• **DOCUMENT EXTRACT**:
RemoteTraceback Traceback (most recent call last)
RemoteTraceback:
“”"
Traceback (most recent call last):
File “/Users/bob/Documents/software/condainstall/anaconda3/lib/python3.8/site-packages/matminer/featurizers/base.py”, line 493, in featurize_wrapper
return self.featurize(*x)
File “/Users/bob/Documents/software/condainstall/anaconda3/lib/python3.8/site-packages/matminer/featurizers/structure.py”, line 109, in featurize
output.append(s.density)
AttributeError: ‘str’ object has no attribute ‘density’

During handling of the above exception, another exception occurred:

Traceback (most recent call last):
File “/Users/bob/Documents/software/condainstall/anaconda3/lib/python3.8/multiprocessing/pool.py”, line 125, in worker
result = (True, func(*args, **kwds))
File “/Users/bob/Documents/software/condainstall/anaconda3/lib/python3.8/multiprocessing/pool.py”, line 48, in mapstar
return list(map(*args))
File “/Users/bob/Documents/software/condainstall/anaconda3/lib/python3.8/site-packages/matminer/featurizers/base.py”, line 508, in featurize_wrapper
reraise(type(e), type(e)(msg), sys.exc_info()[2])
File “/Users/bob/Documents/software/condainstall/anaconda3/lib/python3.8/site-packages/six.py”, line 718, in reraise
raise value.with_traceback(tb)
File “/Users/bob/Documents/software/condainstall/anaconda3/lib/python3.8/site-packages/matminer/featurizers/base.py”, line 493, in featurize_wrapper
return self.featurize(*x)
File “/Users/bob/Documents/software/condainstall/anaconda3/lib/python3.8/site-packages/matminer/featurizers/structure.py”, line 109, in featurize
output.append(s.density)
AttributeError: ‘str’ object has no attribute ‘density’
TO SKIP THESE ERRORS when featurizing specific compounds, set ‘ignore_errors=True’ when running the batch featurize() operation (e.g., featurize_many(), featurize_dataframe(), etc.).
“”"

The above exception was the direct cause of the following exception:

AttributeError Traceback (most recent call last)

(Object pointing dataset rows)

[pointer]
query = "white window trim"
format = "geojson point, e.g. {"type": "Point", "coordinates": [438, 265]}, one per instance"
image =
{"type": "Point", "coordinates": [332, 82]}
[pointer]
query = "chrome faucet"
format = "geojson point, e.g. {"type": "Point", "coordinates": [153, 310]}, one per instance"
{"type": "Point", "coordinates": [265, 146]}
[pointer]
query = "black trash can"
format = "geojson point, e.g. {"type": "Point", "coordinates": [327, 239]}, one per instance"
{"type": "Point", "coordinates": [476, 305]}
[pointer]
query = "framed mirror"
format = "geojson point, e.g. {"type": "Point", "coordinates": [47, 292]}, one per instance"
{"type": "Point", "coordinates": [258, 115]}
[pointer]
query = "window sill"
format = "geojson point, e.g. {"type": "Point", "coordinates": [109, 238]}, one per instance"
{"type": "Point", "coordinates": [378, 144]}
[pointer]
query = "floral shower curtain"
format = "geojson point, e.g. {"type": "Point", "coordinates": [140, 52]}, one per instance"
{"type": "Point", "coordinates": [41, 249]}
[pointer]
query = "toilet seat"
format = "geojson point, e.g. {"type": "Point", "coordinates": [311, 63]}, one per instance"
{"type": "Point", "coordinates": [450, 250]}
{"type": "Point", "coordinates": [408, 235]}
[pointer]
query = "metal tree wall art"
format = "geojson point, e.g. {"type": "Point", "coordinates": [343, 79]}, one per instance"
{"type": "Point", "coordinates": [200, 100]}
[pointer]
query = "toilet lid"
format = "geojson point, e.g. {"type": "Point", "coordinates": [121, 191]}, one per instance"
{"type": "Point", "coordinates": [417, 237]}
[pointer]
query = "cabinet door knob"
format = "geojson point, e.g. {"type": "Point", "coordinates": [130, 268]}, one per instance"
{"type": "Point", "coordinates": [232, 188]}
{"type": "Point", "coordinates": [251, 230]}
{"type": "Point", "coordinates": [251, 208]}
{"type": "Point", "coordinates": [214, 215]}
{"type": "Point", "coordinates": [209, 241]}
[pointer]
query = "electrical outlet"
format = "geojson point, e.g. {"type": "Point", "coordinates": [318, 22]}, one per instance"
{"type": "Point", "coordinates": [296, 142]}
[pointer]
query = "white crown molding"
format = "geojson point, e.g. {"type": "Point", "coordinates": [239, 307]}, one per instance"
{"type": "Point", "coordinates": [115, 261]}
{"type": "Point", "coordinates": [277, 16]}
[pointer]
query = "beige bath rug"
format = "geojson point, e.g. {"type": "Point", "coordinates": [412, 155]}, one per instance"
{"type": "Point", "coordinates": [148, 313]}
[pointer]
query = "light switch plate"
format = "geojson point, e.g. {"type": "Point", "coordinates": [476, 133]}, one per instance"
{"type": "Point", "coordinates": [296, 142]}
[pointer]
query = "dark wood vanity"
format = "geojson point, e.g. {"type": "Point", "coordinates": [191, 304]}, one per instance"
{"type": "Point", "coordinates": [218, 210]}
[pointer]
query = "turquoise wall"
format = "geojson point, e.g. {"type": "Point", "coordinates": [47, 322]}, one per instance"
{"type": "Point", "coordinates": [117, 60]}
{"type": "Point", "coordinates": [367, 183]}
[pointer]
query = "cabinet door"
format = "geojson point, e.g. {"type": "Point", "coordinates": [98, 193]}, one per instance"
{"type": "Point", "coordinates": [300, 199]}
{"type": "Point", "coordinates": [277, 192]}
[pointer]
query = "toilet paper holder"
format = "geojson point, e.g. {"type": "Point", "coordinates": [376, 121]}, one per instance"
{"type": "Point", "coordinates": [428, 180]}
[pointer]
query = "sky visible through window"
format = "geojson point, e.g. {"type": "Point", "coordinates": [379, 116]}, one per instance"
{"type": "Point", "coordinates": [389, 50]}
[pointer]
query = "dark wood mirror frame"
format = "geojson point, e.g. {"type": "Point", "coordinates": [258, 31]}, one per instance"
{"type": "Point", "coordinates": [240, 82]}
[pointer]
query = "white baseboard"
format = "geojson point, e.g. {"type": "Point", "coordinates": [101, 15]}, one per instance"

• **TASKS TO CARRY OUT**:
1. Answer these about the traceback:
(a) At what line number in structure.py does the featurize call appear?
(b) What setting does the traceback give for skipping these errors?
(c) Which Python version appears in the file paths?
2. Please retype the traceback, starting with "During handling of" and going on through "return list(map(*args))".
Rely only on the traceback and not on the data.

• **TASK-BY-TASK SOLUTIONS**:
1.
(a) Line 109
(b) ignore_errors=True
(c) python3.8

2.
During handling of the above exception, another exception occurred:

Traceback (most recent call last):
File “/Users/bob/Documents/software/condainstall/anaconda3/lib/python3.8/multiprocessing/pool.py”, line 125, in worker
result = (True, func(*args, **kwds))
File “/Users/bob/Documents/software/condainstall/anaconda3/lib/python3.8/multiprocessing/pool.py”, line 48, in mapstar
return list(map(*args))